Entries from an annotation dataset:
↓↓↓

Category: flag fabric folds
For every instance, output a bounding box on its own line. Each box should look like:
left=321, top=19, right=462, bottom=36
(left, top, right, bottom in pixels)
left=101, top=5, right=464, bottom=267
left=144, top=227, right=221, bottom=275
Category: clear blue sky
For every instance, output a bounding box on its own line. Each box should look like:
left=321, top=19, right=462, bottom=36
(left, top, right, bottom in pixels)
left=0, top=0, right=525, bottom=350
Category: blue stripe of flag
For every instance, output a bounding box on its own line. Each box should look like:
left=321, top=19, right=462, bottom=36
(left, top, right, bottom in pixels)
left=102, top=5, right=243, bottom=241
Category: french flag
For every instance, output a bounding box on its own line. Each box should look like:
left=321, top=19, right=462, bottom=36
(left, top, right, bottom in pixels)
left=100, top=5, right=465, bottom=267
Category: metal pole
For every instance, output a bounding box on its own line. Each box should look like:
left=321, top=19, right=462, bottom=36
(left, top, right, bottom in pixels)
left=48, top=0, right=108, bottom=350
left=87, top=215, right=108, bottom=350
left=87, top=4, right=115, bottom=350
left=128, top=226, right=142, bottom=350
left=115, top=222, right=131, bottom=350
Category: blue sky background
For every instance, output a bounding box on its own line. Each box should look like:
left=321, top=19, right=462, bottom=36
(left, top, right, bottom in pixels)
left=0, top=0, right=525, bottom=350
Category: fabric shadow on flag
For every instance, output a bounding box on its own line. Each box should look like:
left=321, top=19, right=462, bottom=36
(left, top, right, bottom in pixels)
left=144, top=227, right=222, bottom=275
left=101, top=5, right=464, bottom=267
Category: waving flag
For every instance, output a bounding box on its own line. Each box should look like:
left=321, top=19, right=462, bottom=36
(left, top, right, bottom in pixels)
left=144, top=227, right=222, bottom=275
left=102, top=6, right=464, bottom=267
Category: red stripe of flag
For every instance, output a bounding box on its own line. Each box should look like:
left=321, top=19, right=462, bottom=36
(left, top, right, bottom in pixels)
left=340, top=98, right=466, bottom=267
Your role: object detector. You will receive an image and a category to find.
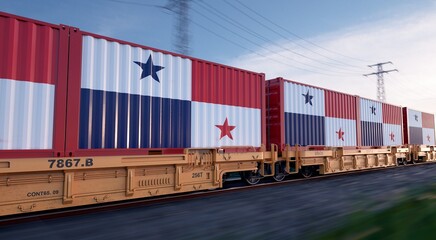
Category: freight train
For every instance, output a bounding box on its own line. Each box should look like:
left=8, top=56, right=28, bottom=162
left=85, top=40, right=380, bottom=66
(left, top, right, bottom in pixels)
left=0, top=12, right=436, bottom=216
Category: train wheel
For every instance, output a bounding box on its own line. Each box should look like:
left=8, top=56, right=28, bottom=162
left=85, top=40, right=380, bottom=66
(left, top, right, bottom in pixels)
left=300, top=166, right=313, bottom=178
left=243, top=171, right=262, bottom=185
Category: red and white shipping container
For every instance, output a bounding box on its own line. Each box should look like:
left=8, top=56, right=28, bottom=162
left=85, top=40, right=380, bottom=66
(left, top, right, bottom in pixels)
left=403, top=107, right=436, bottom=145
left=0, top=13, right=266, bottom=157
left=66, top=30, right=265, bottom=155
left=266, top=78, right=403, bottom=149
left=0, top=12, right=69, bottom=158
left=359, top=97, right=403, bottom=146
left=266, top=78, right=358, bottom=149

↑↑↑

## GIVEN EXERCISE
Can you update all the items above so that "instance" becomes "occurrence" wherever it occurs, with nothing else changed and the pictures omitted?

## ANSWER FOR THIS EXERCISE
Category: flag fabric folds
For every occurrence, output a bounding box on its own line. Each box should look like:
left=321, top=19, right=462, bottom=36
(left, top, right, bottom in pixels)
left=101, top=5, right=464, bottom=267
left=144, top=227, right=221, bottom=275
Category: clear blue sky
For every occurrence, output a bounding box on its own line. Each box should look like:
left=321, top=19, right=462, bottom=36
(left, top, right, bottom in pixels)
left=0, top=0, right=525, bottom=350
Category: blue stripe of flag
For every occurrence, output a bounding box on its own line. Each box should look like:
left=321, top=19, right=462, bottom=36
(left, top, right, bottom in pixels)
left=102, top=5, right=243, bottom=241
Category: french flag
For every occurrence, output a bounding box on its own line. Each box should look like:
left=321, top=19, right=462, bottom=36
(left, top, right, bottom in pixels)
left=100, top=5, right=465, bottom=267
Category: metal pole
For every occurrence, output a bounding box on its own line. Each box should look like:
left=321, top=19, right=462, bottom=36
(left, top, right, bottom in pixels)
left=48, top=0, right=108, bottom=350
left=87, top=215, right=108, bottom=350
left=87, top=4, right=115, bottom=350
left=128, top=226, right=142, bottom=350
left=115, top=222, right=131, bottom=350
Category: blue sky background
For every occurrence, output a bounding box on its own line. Each box should look like:
left=321, top=19, right=462, bottom=36
(left, top, right, bottom in pixels)
left=0, top=0, right=525, bottom=350
Category: fabric shadow on flag
For every occurrence, output a bounding box on its own line. Each box should look like:
left=321, top=19, right=462, bottom=36
(left, top, right, bottom in pixels)
left=144, top=227, right=222, bottom=275
left=101, top=5, right=464, bottom=267
Category: waving flag
For every occurrence, output a bounding box on its own line. Each box should look like:
left=321, top=19, right=462, bottom=36
(left, top, right, bottom in pixels)
left=144, top=227, right=222, bottom=275
left=102, top=6, right=464, bottom=267
Category: red stripe of flag
For every occurrence, output a bounding box on its own line. Each box should look like:
left=321, top=19, right=462, bottom=36
(left, top, right, bottom in pixels)
left=340, top=98, right=466, bottom=267
Your role: object detector. You will receive an image and a category to find.
Category: freight train
For every occurrence, output a bounding box on its own line. Each box should look like:
left=8, top=56, right=28, bottom=162
left=85, top=40, right=380, bottom=66
(left, top, right, bottom in pixels)
left=0, top=12, right=436, bottom=216
Category: train wheel
For every occurrence, output a bounding box on its own line. Each box should look like:
left=8, top=56, right=28, bottom=162
left=85, top=40, right=380, bottom=66
(left, top, right, bottom in pixels)
left=300, top=166, right=313, bottom=178
left=243, top=171, right=262, bottom=185
Category: red and white shipping container
For every occurrence, output a bounding box on its own line. Each box should look like:
left=8, top=56, right=28, bottom=162
left=85, top=40, right=380, bottom=66
(left, top, right, bottom in pixels)
left=403, top=107, right=436, bottom=145
left=0, top=13, right=266, bottom=157
left=66, top=30, right=265, bottom=155
left=266, top=78, right=403, bottom=149
left=0, top=12, right=69, bottom=158
left=359, top=97, right=403, bottom=146
left=266, top=78, right=358, bottom=149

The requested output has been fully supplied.